The beauty of museums is that you can find one about just about anything. Want to know about old video games? The UK has a museum for that. Interested in the history of medicine? There are plenty for that. Fascinated by railways? Yep, we have several venues for that too. That’s not the mention all the institutions with an eclectic collection of artefacts from all over the world, from dozens of different time periods and with countless specialisms.
But which ones delight and educate us the most? To answer that question, Time Out’s writers and editors have put together a ranking of the UK’s 20 greatest museums right now. And our pick for the best museum in the UK is also undoubtedly one of the nation’s most bizarre institutions. In first place, it’s the Crab Museum in Margate.
If you’re not familiar with the Crab Museum, let us introduce you. Compared to many museums, it’s not been around for long. It was founded in 2021 by brothers Bertie and Ned Suesat-Williams and their friend Chase Coley. It’s billed as ‘Europe’s first and only museum dedicated to the decapod’.
The small space is crammed with crab trivia as well as a lot of hilarious tongue-in-cheek information panels. Did you know that hundreds of thousands of horseshoe crabs are ‘milked’ for their bright blue blood each year to be used to test human vaccines? Or that they poo out of their chest?

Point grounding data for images
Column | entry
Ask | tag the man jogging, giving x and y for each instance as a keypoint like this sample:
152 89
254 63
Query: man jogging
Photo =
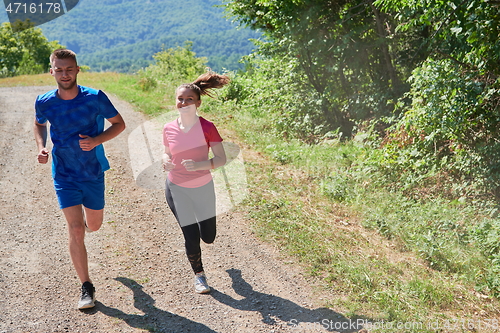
76 115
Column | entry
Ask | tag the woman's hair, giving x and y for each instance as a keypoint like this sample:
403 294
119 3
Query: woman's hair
205 83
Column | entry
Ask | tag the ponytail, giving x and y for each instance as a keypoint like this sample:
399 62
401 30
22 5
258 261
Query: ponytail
203 85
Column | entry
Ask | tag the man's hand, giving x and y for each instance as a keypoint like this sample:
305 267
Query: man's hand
43 156
88 143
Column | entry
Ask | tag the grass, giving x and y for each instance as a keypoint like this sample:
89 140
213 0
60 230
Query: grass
378 254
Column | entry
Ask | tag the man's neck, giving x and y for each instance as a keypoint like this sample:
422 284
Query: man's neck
67 94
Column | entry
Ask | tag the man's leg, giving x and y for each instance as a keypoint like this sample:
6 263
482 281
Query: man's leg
94 218
76 233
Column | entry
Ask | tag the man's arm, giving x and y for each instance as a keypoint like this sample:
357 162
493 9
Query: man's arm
88 143
40 131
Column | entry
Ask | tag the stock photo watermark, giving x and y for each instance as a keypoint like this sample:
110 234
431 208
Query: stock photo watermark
357 324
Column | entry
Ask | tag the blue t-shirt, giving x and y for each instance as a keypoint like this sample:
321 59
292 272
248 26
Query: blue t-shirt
83 114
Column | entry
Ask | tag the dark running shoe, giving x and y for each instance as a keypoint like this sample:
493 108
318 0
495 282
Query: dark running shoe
200 283
87 299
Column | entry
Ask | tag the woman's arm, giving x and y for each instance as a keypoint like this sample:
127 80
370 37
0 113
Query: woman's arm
218 160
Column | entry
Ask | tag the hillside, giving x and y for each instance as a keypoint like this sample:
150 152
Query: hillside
122 35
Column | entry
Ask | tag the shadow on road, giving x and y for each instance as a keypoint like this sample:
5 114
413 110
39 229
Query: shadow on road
154 319
271 307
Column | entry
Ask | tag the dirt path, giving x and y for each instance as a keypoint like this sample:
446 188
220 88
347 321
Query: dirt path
137 260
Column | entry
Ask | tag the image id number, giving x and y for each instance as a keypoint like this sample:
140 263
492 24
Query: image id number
33 8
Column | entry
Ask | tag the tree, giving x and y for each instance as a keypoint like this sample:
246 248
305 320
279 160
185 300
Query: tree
24 52
342 49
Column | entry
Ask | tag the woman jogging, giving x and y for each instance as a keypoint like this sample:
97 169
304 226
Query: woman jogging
189 189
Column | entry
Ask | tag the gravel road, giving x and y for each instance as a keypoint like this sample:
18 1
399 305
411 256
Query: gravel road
137 262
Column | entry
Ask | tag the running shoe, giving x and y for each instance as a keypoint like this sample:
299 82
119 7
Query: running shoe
87 299
200 283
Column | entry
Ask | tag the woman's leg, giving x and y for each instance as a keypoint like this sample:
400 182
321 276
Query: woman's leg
178 201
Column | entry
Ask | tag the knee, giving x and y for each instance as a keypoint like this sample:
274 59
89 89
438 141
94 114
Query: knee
76 231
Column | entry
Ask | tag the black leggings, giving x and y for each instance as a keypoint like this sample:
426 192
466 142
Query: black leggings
194 209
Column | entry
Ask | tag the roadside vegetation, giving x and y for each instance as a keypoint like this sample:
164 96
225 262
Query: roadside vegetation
386 189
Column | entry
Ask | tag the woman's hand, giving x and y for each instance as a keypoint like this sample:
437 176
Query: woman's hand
167 163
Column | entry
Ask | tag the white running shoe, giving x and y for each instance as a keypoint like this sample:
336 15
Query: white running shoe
200 283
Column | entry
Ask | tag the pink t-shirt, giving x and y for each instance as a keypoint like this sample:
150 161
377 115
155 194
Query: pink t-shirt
192 145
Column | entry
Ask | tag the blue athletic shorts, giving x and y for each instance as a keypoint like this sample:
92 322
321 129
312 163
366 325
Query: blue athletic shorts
87 193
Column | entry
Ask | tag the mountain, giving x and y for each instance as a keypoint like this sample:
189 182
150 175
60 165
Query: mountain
122 35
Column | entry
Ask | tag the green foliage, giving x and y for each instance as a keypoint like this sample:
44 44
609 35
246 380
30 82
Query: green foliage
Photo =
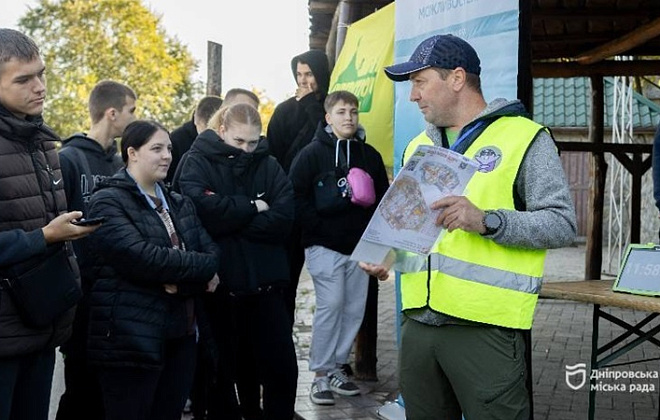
84 42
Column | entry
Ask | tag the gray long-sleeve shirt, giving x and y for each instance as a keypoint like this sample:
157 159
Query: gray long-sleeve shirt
548 219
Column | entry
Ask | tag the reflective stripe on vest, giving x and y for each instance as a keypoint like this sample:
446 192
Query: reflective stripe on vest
472 277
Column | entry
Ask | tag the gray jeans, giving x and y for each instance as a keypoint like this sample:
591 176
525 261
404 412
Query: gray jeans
341 295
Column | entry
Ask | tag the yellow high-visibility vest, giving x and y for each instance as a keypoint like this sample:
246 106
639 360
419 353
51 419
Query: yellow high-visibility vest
471 277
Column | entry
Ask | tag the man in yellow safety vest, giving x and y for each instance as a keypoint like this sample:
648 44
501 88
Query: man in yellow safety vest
465 310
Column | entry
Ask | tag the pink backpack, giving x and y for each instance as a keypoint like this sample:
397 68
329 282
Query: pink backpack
360 184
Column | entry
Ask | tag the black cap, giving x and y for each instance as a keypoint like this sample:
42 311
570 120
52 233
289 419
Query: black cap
441 51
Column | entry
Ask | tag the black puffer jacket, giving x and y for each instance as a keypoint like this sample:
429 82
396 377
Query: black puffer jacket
31 194
341 231
130 312
223 181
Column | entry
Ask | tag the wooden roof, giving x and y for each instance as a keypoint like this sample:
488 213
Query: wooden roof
584 35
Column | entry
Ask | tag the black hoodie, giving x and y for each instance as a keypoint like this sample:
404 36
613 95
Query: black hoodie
293 122
223 182
340 231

Task description
Transcribe the article on UK museums from "But which ones" to "to the decapod’.". The listing has nothing to do with the article on UK museums.

Answer to the exercise
But which ones delight and educate us the most? To answer that question, Time Out’s writers and editors have put together a ranking of the UK’s 20 greatest museums right now. And our pick for the best museum in the UK is also undoubtedly one of the nation’s most bizarre institutions. In first place, it’s the Crab Museum in Margate.
If you’re not familiar with the Crab Museum, let us introduce you. Compared to many museums, it’s not been around for long. It was founded in 2021 by brothers Bertie and Ned Suesat-Williams and their friend Chase Coley. It’s billed as ‘Europe’s first and only museum dedicated to the decapod’.